Exercise prompt: Once the images are removed, repeat all of the entries exactly.

*****

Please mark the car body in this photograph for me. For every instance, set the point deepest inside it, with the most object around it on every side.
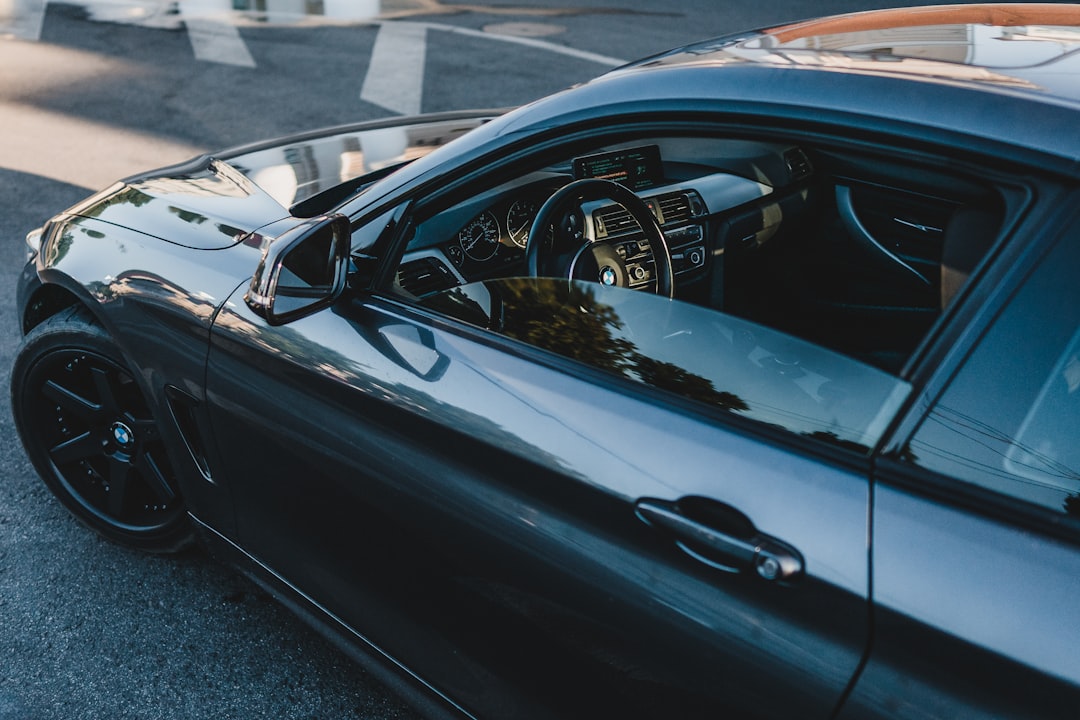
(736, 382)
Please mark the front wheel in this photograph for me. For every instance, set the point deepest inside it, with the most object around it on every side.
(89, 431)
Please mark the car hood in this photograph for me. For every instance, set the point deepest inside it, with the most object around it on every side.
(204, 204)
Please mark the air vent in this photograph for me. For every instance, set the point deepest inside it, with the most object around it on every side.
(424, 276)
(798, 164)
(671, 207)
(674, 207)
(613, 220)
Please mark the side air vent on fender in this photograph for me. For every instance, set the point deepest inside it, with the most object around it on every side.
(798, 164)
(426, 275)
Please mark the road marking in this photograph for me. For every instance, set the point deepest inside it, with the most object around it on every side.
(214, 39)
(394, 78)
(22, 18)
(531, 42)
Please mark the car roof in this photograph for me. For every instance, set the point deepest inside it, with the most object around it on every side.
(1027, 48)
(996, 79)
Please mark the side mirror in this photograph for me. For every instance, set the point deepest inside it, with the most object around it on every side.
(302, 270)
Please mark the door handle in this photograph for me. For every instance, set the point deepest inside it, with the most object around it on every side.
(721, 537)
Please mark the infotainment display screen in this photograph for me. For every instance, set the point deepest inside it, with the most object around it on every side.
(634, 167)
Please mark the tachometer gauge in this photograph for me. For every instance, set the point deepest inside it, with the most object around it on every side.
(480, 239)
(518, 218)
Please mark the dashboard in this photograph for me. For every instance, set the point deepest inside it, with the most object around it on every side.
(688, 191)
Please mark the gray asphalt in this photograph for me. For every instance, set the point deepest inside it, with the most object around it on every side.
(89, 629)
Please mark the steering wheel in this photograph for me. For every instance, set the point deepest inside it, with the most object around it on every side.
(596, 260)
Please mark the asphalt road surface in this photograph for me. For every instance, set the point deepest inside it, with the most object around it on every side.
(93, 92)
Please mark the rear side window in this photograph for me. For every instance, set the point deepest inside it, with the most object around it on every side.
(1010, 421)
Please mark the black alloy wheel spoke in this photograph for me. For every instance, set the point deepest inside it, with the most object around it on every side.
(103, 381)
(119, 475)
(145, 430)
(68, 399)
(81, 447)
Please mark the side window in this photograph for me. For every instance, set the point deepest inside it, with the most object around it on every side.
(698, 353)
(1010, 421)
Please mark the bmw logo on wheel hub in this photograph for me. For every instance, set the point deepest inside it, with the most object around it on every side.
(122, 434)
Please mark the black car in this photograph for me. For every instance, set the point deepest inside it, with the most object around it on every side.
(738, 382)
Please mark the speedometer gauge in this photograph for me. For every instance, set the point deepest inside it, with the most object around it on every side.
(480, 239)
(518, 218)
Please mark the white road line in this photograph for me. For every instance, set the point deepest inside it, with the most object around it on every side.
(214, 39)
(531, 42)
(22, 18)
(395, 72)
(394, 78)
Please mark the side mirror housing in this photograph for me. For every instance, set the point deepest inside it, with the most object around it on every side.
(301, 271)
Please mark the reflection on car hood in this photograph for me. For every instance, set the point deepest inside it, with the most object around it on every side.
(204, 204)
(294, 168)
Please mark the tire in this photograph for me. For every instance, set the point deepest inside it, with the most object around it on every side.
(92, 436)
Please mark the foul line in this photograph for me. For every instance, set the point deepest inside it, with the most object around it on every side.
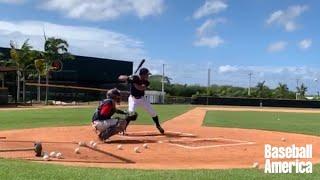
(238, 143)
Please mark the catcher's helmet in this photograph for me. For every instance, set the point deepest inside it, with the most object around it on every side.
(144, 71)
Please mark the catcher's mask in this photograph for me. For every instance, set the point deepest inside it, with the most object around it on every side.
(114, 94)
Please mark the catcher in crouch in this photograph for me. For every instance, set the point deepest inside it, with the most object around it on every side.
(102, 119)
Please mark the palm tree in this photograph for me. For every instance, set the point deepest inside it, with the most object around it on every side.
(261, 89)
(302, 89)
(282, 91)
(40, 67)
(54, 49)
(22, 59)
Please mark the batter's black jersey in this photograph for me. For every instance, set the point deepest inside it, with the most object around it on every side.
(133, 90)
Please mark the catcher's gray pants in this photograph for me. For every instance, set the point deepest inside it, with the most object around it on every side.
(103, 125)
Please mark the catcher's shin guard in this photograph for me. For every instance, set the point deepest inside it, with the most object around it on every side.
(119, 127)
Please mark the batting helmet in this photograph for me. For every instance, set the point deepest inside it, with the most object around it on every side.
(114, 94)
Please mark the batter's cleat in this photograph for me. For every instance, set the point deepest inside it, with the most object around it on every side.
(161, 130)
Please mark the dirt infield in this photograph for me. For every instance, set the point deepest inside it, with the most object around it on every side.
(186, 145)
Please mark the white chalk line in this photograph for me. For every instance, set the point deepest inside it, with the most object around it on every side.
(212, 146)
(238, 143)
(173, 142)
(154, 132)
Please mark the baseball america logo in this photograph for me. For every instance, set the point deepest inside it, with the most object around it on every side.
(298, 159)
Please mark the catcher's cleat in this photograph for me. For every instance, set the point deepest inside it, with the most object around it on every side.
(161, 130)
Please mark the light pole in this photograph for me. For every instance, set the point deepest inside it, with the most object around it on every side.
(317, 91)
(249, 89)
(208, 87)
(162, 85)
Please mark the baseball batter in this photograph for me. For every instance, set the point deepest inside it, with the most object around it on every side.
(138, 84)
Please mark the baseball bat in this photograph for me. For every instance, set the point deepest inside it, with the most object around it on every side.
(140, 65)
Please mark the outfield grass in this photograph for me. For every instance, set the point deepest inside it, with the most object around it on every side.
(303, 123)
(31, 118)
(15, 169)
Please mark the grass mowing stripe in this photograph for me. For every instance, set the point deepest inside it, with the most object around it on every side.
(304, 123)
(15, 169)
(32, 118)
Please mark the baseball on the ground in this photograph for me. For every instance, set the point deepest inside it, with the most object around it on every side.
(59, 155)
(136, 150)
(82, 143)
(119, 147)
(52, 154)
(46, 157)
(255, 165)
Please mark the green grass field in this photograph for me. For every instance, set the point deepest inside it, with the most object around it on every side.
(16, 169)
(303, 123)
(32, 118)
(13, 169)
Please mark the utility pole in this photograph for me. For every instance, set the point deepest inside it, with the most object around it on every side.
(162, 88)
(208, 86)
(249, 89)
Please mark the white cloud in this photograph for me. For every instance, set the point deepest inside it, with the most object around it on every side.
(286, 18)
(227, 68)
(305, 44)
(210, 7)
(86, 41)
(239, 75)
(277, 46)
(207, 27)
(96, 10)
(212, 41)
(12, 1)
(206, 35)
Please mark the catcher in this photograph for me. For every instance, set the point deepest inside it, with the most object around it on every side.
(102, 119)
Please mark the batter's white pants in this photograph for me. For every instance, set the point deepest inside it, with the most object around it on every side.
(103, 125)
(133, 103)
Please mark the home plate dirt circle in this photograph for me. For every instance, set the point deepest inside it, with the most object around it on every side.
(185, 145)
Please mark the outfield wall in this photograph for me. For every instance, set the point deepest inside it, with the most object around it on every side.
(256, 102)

*****

Result of this task:
Please mark the car body in this photograph for me. For every instance, set the point deepest inside it, with the most object around it on every side.
(736, 382)
Please mark the front wheel in this photograph for me. For every instance, set the point deepest inside it, with the most object around it on every side.
(89, 431)
Please mark the car hood in this photograph for me. For every instance, set the point deepest inside it, with the most object around it on every side.
(204, 204)
Please mark the air vent in this photograph for me. For every instance, set the point deepest inside it, with the most object around it on every side.
(424, 276)
(798, 164)
(671, 207)
(674, 207)
(613, 220)
Please mark the side air vent on fender in this photograph for me. For every instance, set the point deepest inside it, with the most object around it on every side.
(798, 164)
(426, 275)
Please mark the road marking in this photograph for me. For every instance, set the point deepest inside it, with the most object around it on every side.
(214, 39)
(394, 78)
(22, 18)
(531, 42)
Please mark the car roof in this photograph for me. For every instance, set the point deepest inside it, with the most object around it on every side.
(1027, 48)
(996, 79)
Please mark the side mirror in this photograph for me. For every instance, set the point deepest inside it, with the most object around it on every side.
(302, 270)
Please mark the door handle in this photograph for me. For every instance, set the point deepest inside it, with the most object around it on every side.
(721, 537)
Please mark the infotainment display screen in this photograph for me. For every instance, set the point deepest inside it, with the most object around it on every side.
(634, 167)
Please mark the tachometer gauge in this photograph for me. For every instance, set the point deepest inside it, with the most object around it on every side.
(480, 239)
(518, 218)
Please mark the dashboard in this photograph for me. For every instance, set the point deepest inside it, with the most object around it on every side.
(688, 191)
Please mark the gray asphalt in this photograph for me. For every instance, set the point deepest inside it, with the most object around it on every side.
(89, 629)
Please mark the steering wheel in this photograph for me. For every instance, set the point deepest inside it, with the most object around it on every side.
(596, 260)
Please mark the asphalt road surface in this photograph for me. For every instance, set the point deepest inside it, with the most object around it on every side.
(93, 92)
Please mark the rear side window in this photograph for me. For every instance, set the point deepest inside it, with the most object around it on every side.
(1010, 421)
Please mark the black alloy wheel spoke in this photograph for me. For every instance, set the point deepest inside it, with the most object around it on every side.
(103, 381)
(119, 475)
(145, 430)
(68, 399)
(81, 447)
Please mark the side window in this photograph for me. For every instance, set the point deepest inside it, with the most object around it on every side.
(698, 353)
(1010, 421)
Please mark the bmw logo on wheel hub in this photograph for me. For every instance, set the point deepest inside it, with the most object around it on every side.
(122, 434)
Please mark the black car in this photograph for me. For every instance, set the point deepest inside it, with the most object around it on every side.
(738, 382)
Please mark the speedometer gauge in this photograph for me. For every instance, set the point deepest inside it, with the most object around it on every side.
(480, 239)
(518, 218)
Please mark the white road line in this photograph for me. For every instance, set the point deepest inside it, with the most object around it on every side.
(214, 39)
(531, 42)
(22, 18)
(395, 72)
(394, 78)
Please mark the side mirror housing in this photograph for me. For every instance, set the point deepest inside it, with the most object around it on every side.
(301, 271)
Please mark the reflection on car hood in this photograph for me. For every instance, set the point deepest inside it, with the most object around it on every side.
(204, 204)
(294, 168)
Please mark the tire in this photograph for me. For every instance, set the point deepest inside it, with the most object around it on every side.
(92, 436)
Please mark the foul line in this photograph for me. For every instance, set the point deepest inside it, with the most object around it on every side.
(238, 143)
Please mark the catcher's helmet in this photograph for me. For every instance, set the point deepest inside it, with the most object around it on every side.
(144, 71)
Please mark the catcher's mask in this photograph for me. For every instance, set the point deepest inside it, with the most object around it on every side.
(114, 94)
Please mark the catcher in crouch in this photograph for me. For every instance, set the point deepest inside it, with the most object around it on every side.
(102, 119)
Please mark the palm tree in this photograph for me. For every instance, set the point deepest inside it, with the most object around it on every side.
(261, 89)
(302, 89)
(282, 91)
(40, 67)
(54, 49)
(22, 59)
Please mark the batter's black jersey in this photograph for me. For every instance, set the point deepest inside it, with the most object around it on every side.
(133, 90)
Please mark the catcher's gray pants in this photograph for me. For every instance, set the point deepest inside it, with the most object around it on every side.
(103, 125)
Please mark the catcher's shin guard in this photograph for me. For every instance, set the point deepest inside it, with the most object around it on every side.
(119, 127)
Please mark the batting helmet in this photograph for me. For every instance, set the point deepest inside it, with the most object around it on every side.
(114, 94)
Please mark the batter's cleat in this photograph for me. For every instance, set the point deepest inside it, with the most object around it on every side.
(161, 130)
Please mark the dirt infield in this photograph for me. For every instance, set the point deepest inside it, with the most object around it on every side.
(186, 145)
Please mark the white chalk line in this photograph for me. For every instance, set the point deepest inside it, with the most object around it on every side.
(212, 146)
(238, 143)
(173, 142)
(154, 132)
Please mark the baseball america logo in this photograph for me. For every instance, set the point deepest inside it, with the most object around it on every side.
(298, 159)
Please mark the catcher's cleat in this photograph for me. For every instance, set the point deepest inside it, with the most object around it on every side.
(161, 130)
Please mark the light pole in this photograph for me. For every instance, set the point deepest inside it, with the most object around it on every side.
(317, 91)
(249, 89)
(208, 87)
(162, 85)
Please mark the baseball batter in this photograph for me. For every instance, set the point deepest inside it, with the most object around it on every side.
(138, 84)
Please mark the baseball bat in this photograph for me. For every instance, set the point deepest inside it, with the most object around it on every side.
(140, 65)
Please mark the outfield grass in this photograph for me. For every instance, set the point deepest inside it, with the most object around it on every side.
(303, 123)
(31, 118)
(15, 169)
Please mark the grass mowing stripe in this photograph for me. For every instance, set the point deepest inside it, with the most object around it on every side.
(304, 123)
(15, 169)
(32, 118)
Please mark the baseball on the ground in this photograph for me. For every instance, set the point deepest inside it, with the most object around it on every side.
(59, 155)
(136, 150)
(82, 143)
(119, 147)
(52, 154)
(46, 157)
(255, 165)
Please mark the green grass field in this photograph for me. For every instance, set the point deepest inside it, with the most object around it on every side.
(16, 169)
(303, 123)
(32, 118)
(13, 169)
Please mark the utility pole in this photograph for me. For every instance, set the point deepest inside it, with the most object around it on every side.
(162, 88)
(208, 86)
(249, 89)
Please mark the white cloud in this photograph for me. For every instance, set the point deepest inside it, with the most object around it on every side.
(286, 18)
(227, 68)
(305, 44)
(210, 7)
(86, 41)
(239, 75)
(277, 46)
(207, 27)
(96, 10)
(212, 41)
(12, 1)
(206, 35)
Please mark the catcher in this photograph for me. For every instance, set the point deepest inside it, with the most object around it on every side.
(102, 119)
Please mark the batter's white pants in this photograph for me. For every instance, set the point deepest inside it, with the most object around it on every side.
(103, 125)
(133, 103)
Please mark the home plate dirt circle in this photograph for me. For every instance, set the point deepest inside it, with the most object around it on every side.
(185, 145)
Please mark the outfield wall in this photograph for me. For every instance, set the point deepest inside it, with the most object around it on every side.
(256, 102)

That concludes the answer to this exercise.